• Passage provided
● ● ● ●

EU Court Urged to Punt Surrogacy Leave Issue
(CN) - National law - not EU law - must determine the right of maternity leave for mothers whose children are born to surrogates, advisers to the EU high court held Thursday.
United Kingdom residents C.D. and her partner contracted with a surrogate to have a baby using the partner's sperm but no egg from C.D. Since surrogacy is legal in the U.K., a British court granted the pair full and permanent responsibility for the child.
C.D.'s employer nevertheless refused to grant her maternity leave on grounds that she had neither given birth to nor adopted the child. C.D. sued in a British court, arguing that she had a right to parental leave as a new mother regardless of how or to whom the birth occurred.
Meanwhile in Ireland, schoolteacher Ms. Z and her husband arranged for a surrogate in California to give birth to their child. In their case, the child is genetically theirs - Ms. Z suffers from a rare condition that left her with no uterus to support a pregnancy but has healthy ovaries and is otherwise fertile.
Like C.D., Ms. Z's employer refused to grant her maternity leave. As in the U.K., Ireland has no provision for leave arising from a surrogacy arrangement, and Ms. Z sued for sex, family status and disability discrimination.
Both courts referred the matter to the Court of Justice of the European Union, asking whether surrogacy arrangements constitute either maternity or adoption under EU law. And in a pair of opinions issued Thursday, Advocates General Juliane Kokott and Nils Wahl both noted that EU law does not address the issue of surrogacy at all - leaving the matter to up to each individual member state.
In the case of C.D., she is entitled to leave since British law recognizes her as an "intended mother," Kokott held. C.D. must share the 14 weeks of leave time, however, with her surrogate, according to the opinion.
"Before the birth only the surrogate mother can have a right to maternity leave as a pregnant worker," Kokott wrote. "After the birth the right extends to the surrogate mother, as a woman who has recently given birth and the intended mother where she takes the child into her care after it is born."
How the time is divided should be up to the women in question, the adviser said.
"It not possible to determine in detail from the objectives and scheme of EU law the extent to which each woman has a right to leave, in particular whether the maternity leave is to be divided between them equally and what procedure is to be followed where it is not possible to reach agreement between them, but parameters to be taken into account in that regard may be inferred from the objectives and scheme of law," Kokott wrote. "The division of the maternity leave must in any event take account of the interests protected by that directive. Before the birth, the protection of the pregnant woman and, after the birth, protection of the woman who has recently given birth and the child's best interests are the main criteria. Any agreed division of the maternity leave - which in particular may not be detrimental to the child's best interests - must take account of these legally protected interests."

● ● ● ●

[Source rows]
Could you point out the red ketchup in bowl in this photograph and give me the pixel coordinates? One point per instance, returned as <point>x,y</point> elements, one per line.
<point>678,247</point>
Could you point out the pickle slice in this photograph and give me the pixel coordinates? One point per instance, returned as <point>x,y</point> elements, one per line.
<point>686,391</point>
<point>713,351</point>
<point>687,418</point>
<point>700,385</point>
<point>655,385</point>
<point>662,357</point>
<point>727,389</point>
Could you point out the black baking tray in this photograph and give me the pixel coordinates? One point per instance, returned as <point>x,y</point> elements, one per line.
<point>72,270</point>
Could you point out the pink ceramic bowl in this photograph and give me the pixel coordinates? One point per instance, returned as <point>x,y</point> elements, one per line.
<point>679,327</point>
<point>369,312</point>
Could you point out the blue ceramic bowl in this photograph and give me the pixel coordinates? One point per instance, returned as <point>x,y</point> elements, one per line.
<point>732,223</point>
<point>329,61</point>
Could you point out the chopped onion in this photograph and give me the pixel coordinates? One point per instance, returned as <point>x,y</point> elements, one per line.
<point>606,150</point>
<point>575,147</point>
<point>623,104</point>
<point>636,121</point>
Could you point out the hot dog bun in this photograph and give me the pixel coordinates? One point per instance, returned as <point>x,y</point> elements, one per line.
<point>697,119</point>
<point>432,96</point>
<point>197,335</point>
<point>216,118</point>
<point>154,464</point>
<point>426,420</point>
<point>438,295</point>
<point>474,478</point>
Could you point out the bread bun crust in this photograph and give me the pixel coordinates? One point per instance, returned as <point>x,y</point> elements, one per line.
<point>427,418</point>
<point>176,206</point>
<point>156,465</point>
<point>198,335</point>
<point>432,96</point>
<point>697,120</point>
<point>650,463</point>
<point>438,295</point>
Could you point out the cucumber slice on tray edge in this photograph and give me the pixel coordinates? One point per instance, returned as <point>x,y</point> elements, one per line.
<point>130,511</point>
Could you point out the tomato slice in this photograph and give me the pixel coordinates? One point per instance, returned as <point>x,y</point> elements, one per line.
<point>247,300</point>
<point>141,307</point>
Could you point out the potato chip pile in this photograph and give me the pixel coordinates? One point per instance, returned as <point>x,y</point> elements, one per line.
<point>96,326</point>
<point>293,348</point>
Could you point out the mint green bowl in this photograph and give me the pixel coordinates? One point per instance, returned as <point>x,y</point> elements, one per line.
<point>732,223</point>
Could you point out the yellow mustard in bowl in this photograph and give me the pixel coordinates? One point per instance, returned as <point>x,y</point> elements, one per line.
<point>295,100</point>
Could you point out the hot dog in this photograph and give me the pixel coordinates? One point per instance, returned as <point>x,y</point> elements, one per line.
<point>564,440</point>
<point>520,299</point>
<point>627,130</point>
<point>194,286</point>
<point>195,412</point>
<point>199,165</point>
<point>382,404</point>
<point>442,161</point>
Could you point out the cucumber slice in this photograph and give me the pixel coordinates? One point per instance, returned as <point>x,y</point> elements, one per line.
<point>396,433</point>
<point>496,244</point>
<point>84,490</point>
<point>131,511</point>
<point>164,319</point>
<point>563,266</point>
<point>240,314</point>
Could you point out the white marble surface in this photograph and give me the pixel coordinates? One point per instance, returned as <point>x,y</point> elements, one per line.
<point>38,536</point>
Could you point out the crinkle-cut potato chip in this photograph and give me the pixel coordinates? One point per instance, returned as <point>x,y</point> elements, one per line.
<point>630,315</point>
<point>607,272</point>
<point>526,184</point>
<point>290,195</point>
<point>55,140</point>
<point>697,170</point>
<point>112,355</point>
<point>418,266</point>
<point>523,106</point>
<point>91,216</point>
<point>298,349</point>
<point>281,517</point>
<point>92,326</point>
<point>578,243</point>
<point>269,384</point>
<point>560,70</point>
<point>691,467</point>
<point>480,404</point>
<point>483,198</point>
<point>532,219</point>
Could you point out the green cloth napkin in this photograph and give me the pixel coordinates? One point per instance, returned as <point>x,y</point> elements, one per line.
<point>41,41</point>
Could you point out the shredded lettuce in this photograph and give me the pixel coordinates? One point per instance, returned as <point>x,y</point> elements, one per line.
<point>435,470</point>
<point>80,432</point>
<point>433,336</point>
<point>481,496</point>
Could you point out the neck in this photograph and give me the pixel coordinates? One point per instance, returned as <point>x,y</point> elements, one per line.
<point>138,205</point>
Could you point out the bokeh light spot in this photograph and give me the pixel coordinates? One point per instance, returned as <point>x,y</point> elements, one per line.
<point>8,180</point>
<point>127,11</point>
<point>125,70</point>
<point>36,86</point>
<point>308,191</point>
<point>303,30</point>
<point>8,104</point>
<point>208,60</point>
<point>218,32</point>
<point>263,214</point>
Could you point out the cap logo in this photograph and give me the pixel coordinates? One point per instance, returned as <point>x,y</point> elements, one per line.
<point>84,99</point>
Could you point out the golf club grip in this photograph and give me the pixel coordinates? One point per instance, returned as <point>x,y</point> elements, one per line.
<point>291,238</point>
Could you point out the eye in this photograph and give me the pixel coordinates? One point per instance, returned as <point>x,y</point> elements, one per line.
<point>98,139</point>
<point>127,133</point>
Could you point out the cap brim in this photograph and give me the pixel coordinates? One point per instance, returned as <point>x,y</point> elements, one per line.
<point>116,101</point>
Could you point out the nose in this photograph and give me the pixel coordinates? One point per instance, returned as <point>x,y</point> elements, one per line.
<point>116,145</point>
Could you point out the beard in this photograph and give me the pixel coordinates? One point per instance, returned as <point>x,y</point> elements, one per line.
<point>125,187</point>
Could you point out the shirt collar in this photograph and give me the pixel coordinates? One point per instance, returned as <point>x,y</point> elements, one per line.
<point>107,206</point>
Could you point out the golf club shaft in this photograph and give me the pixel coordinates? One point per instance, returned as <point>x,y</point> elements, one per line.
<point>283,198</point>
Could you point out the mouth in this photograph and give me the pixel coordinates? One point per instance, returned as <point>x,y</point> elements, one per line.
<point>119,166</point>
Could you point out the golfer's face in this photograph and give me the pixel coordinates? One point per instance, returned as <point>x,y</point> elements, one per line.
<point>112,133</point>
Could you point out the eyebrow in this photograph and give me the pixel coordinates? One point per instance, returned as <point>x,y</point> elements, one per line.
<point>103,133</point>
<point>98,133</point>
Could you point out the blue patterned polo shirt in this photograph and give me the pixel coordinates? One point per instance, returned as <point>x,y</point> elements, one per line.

● ● ● ●

• Things to do
1 – Which people does the surrogacy leave article identify by name or initials?
2 – According to the surrogacy leave article, how many weeks of leave must C.D. share with her surrogate?
3 – Extend the surrogacy leave article with a few paragraphs that pick up after its final quoted passage.
The rows are separate material and are not part of the surrogacy leave article.

• Answers to the tasks
1 – C.D., Ms. Z, Juliane Kokott, Nils Wahl

2 – 14 weeks.

3 –
For Ms. Z, however, adviser Wahl took a different tack - dismissing her claims of sex and disability discrimination outright.
"The differential treatment of which Ms. Z complains is not based on sex, but on the refusal of national authorities to equate the situation of a commissioning mother with that of either a woman who has given birth or an adoptive mother," Wahl wrote. "In fact, it appears that a male parent of a child born through surrogacy would be treated in exactly the same manner as Ms. Z in a comparable situation: it must be assumed that, in common with a female commissioning parent, he would not be entitled to paid leave of absence equivalent to maternity or adoption leave. In my view, to construe EU law as precluding the refusal to grant paid leave of absence to a woman undertaking surrogacy would itself be contrary to the principle of equal treatment. Such a construction would have the contradictory effect of discriminating against men who become parents and who take full care of a child. In my view, a distinction between sexes which does not relate to the specific physical and mental constraints of carrying and giving birth to a child would additionally entail a value judgment as to the qualitative difference between motherhood as opposed to parenthood in general."
Wahl also declined to call Ms. Z "disabled" within the scope of EU law, despite her medical condition that led to the need for surrogacy in the first place.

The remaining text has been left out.